# Text block
Content starts

Do you remember the last time you were on a plane? It may have been a while, so as a refresher, before takeoff, the flight attendant always reminds you to position your own oxygen mask before helping others. When it comes to saving for retirement vs. college saving, many college planners and financial advisers will take a similar approach—prioritize a parent’s retirement fund before the children’s college fund.

Although practical, this cut-and-dried analogy does not fully prepare a family for the psychological, emotional, and behavioral finance components of this important decision.

According to research identified in a 2017 study by University of California – Berkeley professors Cowen and Keltner, there are 27 different human emotions. It can be argued that families with college-bound children experience almost every one of these during the college selection process. Balance is often cited as a parameter of health when engaging emotions and the same can be said for the tension between saving for retirement and funding for a child’s education. A quality balance prioritizing both education and retirement is possible when certain actions and conversations are considered, such as the following.

First, do the math

There will always be unknown variables when projecting the resources needed to retire and maintain a desired lifestyle. No one knows with certainty how long they will live or what inflation rates will prevail at the age of their retirement, but many financial professionals will still recommend examining the rate of savings and estimating if those funds will support retirement aspirations.

The same financial projection exercises can be applied to the world of undergraduate college. Every college is required to provide an online net price calculator that allows a family to input their income and assets (and, for some calculators, grades and standardized test scores) to uncover an estimated net cost to attend that college.

Content ends

# Provided records
Content starts

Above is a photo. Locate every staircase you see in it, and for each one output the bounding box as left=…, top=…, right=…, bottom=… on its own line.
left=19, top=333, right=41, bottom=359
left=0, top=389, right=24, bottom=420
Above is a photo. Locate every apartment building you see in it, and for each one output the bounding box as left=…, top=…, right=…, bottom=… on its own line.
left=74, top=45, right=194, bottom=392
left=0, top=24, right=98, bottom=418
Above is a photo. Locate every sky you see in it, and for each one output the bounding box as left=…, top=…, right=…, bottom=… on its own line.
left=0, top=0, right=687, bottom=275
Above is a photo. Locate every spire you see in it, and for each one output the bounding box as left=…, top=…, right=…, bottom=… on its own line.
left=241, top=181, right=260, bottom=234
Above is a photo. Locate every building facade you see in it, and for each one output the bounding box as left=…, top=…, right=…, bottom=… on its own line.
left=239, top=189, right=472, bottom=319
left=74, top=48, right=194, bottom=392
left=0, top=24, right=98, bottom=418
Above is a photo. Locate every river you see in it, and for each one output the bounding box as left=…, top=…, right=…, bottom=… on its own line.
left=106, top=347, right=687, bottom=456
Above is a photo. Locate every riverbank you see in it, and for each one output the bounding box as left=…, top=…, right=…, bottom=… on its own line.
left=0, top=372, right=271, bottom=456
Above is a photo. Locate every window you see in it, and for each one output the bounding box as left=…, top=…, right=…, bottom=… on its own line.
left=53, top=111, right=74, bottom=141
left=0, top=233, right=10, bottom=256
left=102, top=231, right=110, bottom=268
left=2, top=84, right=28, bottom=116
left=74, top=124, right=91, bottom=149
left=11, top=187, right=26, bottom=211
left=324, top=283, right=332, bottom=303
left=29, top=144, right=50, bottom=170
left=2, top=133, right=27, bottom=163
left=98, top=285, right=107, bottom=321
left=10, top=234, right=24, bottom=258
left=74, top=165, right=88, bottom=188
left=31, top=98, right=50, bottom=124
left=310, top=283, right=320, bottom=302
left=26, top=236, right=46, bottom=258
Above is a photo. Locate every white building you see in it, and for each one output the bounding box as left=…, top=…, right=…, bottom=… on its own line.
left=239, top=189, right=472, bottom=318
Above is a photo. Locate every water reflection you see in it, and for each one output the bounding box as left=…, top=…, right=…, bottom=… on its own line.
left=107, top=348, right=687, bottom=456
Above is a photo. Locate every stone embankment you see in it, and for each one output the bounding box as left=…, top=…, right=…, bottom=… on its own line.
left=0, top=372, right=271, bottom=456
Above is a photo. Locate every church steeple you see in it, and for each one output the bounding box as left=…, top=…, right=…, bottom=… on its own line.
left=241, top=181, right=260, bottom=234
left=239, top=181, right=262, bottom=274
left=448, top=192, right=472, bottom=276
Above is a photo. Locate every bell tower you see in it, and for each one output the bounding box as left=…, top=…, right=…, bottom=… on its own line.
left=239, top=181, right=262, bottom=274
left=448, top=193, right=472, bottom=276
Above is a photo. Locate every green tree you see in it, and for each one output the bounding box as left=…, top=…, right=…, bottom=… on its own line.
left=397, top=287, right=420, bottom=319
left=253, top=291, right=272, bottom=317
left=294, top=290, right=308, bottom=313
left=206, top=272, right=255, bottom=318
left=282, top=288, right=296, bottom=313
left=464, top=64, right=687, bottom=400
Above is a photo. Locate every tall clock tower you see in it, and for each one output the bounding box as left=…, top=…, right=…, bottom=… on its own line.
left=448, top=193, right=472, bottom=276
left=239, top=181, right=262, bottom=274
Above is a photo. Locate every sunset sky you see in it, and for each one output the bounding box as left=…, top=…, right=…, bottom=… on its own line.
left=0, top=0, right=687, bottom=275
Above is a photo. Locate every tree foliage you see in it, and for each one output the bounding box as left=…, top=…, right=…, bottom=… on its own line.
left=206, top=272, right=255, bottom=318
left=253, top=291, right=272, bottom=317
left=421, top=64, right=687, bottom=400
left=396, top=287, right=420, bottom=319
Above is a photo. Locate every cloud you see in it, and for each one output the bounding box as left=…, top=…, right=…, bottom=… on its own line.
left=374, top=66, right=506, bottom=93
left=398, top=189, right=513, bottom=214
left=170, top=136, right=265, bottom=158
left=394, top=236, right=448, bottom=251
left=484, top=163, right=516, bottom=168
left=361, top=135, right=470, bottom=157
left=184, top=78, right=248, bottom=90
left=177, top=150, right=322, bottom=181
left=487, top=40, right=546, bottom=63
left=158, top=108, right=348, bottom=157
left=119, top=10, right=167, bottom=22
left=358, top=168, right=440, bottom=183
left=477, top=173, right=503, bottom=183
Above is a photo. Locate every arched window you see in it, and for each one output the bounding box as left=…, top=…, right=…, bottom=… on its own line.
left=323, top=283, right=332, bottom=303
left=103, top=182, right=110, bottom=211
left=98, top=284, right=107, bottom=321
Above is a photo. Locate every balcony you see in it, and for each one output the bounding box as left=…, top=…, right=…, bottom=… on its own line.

Content ends

# Things to do
A. Write out the stretch of the passage on retirement and college saving from "First, do the" through "support retirement aspirations.".
B. Summarize the passage on retirement and college saving in two sentences.
Work only from the passage on retirement and college saving, not from the records.

# Answers for the exercise
A.
First, do the math

There will always be unknown variables when projecting the resources needed to retire and maintain a desired lifestyle. No one knows with certainty how long they will live or what inflation rates will prevail at the age of their retirement, but many financial professionals will still recommend examining the rate of savings and estimating if those funds will support retirement aspirations.

B. Many college planners and financial advisers tell parents to prioritize their retirement fund over their children's college fund, but this advice does not fully address the psychological, emotional, and behavioral finance sides of the decision. A balance that prioritizes both is possible with certain actions, starting with doing the math: estimating whether savings will support retirement and using each college's required online net price calculator to estimate the net cost of attending.